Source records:
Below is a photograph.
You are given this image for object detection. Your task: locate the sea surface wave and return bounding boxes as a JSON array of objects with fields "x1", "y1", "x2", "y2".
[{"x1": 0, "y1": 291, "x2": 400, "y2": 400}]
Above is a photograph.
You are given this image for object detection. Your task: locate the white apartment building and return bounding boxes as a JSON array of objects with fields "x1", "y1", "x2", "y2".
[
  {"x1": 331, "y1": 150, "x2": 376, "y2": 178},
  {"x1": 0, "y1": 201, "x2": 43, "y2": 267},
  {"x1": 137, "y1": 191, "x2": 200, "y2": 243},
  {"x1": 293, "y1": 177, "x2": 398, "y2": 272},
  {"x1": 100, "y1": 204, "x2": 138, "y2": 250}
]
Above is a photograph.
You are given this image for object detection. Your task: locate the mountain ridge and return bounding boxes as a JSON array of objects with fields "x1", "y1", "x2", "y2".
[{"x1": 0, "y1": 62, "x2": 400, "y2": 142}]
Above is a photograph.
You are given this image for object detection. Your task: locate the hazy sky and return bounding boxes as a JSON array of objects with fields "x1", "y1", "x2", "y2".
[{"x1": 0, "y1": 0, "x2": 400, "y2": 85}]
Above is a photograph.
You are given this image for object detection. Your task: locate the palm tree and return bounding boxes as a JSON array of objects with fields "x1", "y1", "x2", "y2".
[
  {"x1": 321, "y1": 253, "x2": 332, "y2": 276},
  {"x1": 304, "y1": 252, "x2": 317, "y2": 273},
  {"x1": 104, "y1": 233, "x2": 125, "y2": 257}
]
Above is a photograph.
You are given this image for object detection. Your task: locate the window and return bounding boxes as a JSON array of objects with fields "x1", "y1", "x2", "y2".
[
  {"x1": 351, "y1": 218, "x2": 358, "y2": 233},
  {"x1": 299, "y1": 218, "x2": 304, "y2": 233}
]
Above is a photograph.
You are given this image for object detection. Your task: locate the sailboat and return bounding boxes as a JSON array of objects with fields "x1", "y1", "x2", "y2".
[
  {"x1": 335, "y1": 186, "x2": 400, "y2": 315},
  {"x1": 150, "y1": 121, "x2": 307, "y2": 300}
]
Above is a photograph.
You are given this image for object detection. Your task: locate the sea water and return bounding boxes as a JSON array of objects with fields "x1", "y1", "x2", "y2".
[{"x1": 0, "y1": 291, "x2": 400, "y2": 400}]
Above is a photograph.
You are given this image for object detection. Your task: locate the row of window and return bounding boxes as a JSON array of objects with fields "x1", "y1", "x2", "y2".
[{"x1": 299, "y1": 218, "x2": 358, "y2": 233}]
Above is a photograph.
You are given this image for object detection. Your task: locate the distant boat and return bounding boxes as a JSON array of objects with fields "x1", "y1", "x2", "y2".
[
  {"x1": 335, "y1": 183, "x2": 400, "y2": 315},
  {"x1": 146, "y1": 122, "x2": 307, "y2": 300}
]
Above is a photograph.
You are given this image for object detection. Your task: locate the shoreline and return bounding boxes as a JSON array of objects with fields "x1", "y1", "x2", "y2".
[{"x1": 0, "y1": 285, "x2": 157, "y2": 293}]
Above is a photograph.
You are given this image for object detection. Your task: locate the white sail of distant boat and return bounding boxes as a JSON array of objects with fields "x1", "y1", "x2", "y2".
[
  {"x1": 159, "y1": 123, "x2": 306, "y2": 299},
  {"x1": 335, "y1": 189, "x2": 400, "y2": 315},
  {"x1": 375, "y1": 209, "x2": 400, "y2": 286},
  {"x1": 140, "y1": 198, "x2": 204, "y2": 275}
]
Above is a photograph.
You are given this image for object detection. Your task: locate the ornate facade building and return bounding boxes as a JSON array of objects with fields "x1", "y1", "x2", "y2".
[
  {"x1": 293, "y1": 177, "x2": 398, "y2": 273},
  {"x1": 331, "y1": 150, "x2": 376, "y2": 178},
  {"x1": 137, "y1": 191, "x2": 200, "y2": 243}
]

> _Challenge_
Copy out each line exactly as written.

> _Written solution_
Below is a photograph.
You are given this image for object detection. Your task: locate the sea surface wave and return bounding boxes as a JSON array of objects with fields "x1", "y1", "x2", "y2".
[{"x1": 0, "y1": 291, "x2": 400, "y2": 400}]
Above is a photograph.
You are given this image for object detection. Your task: locate the white apartment building and return bounding boxes as a JSON array of objects with fields "x1", "y1", "x2", "y2".
[
  {"x1": 331, "y1": 150, "x2": 376, "y2": 178},
  {"x1": 0, "y1": 201, "x2": 43, "y2": 267},
  {"x1": 137, "y1": 191, "x2": 200, "y2": 243},
  {"x1": 293, "y1": 177, "x2": 398, "y2": 272},
  {"x1": 100, "y1": 204, "x2": 138, "y2": 250}
]
Above is a photograph.
You are given this image for object detection. Your task: locate the mountain ridge and return bounding boxes as a JSON array of objects with fields "x1", "y1", "x2", "y2".
[{"x1": 0, "y1": 62, "x2": 400, "y2": 142}]
Above is a photograph.
You are given this image for object detection. Your task: locate the hazy sky and return bounding boxes as a JSON array of objects with fields "x1", "y1", "x2", "y2".
[{"x1": 0, "y1": 0, "x2": 400, "y2": 85}]
Above is a photograph.
You are given this image for object detection. Your task: locate the palm tree and return bounding boxes as a JSON array of objects with fields "x1", "y1", "x2", "y2".
[
  {"x1": 321, "y1": 253, "x2": 332, "y2": 276},
  {"x1": 304, "y1": 252, "x2": 317, "y2": 273},
  {"x1": 104, "y1": 233, "x2": 125, "y2": 257}
]
Above is a photograph.
You are given this image for object detection. Your task: locate the window and return bounding boxes as a JSON array of objects with fields "x1", "y1", "x2", "y2".
[
  {"x1": 351, "y1": 218, "x2": 358, "y2": 233},
  {"x1": 299, "y1": 218, "x2": 304, "y2": 233}
]
Above is a photograph.
You are given this image for object detection. Your task: locate the sailboat and return bounding boxes as a JSON array of objects with fields "x1", "y1", "x2", "y2".
[
  {"x1": 335, "y1": 186, "x2": 400, "y2": 315},
  {"x1": 150, "y1": 121, "x2": 307, "y2": 300}
]
Above is a photograph.
You are given this image for object detection. Your task: locate the sea water and return bounding boxes as a JSON array of objects with fields "x1", "y1", "x2", "y2".
[{"x1": 0, "y1": 291, "x2": 400, "y2": 400}]
Above is a photograph.
You are given this image for object detection. Your task: locate the row of window and return bounding boxes as a JSON array of objects with fields "x1", "y1", "x2", "y2".
[{"x1": 299, "y1": 218, "x2": 358, "y2": 233}]
Above is a photograph.
You are given this image for object detection. Your task: locate the distant boat and return bounding boxes as a JSON array of objects with fields "x1", "y1", "x2", "y2".
[
  {"x1": 335, "y1": 183, "x2": 400, "y2": 315},
  {"x1": 146, "y1": 122, "x2": 307, "y2": 300}
]
Above is a photograph.
You are given this image for object detection. Your task: locate the shoreline and return bounding boxes as a JSON array of objects with fields "x1", "y1", "x2", "y2".
[{"x1": 0, "y1": 285, "x2": 157, "y2": 293}]
Above is a photograph.
You are given this image for object detection. Your task: locate the white sail of distant boat and return bounding boxes as a JSON array of objects with fields "x1", "y1", "x2", "y2".
[
  {"x1": 159, "y1": 123, "x2": 306, "y2": 299},
  {"x1": 335, "y1": 189, "x2": 400, "y2": 315},
  {"x1": 375, "y1": 209, "x2": 400, "y2": 286},
  {"x1": 140, "y1": 198, "x2": 204, "y2": 275}
]
Above is a photograph.
You are given this image for object detection. Your task: locate the ornate facade building and return bounding boxes as a JSON array of objects with fields "x1", "y1", "x2", "y2".
[
  {"x1": 293, "y1": 177, "x2": 398, "y2": 273},
  {"x1": 331, "y1": 150, "x2": 376, "y2": 178},
  {"x1": 137, "y1": 191, "x2": 200, "y2": 243}
]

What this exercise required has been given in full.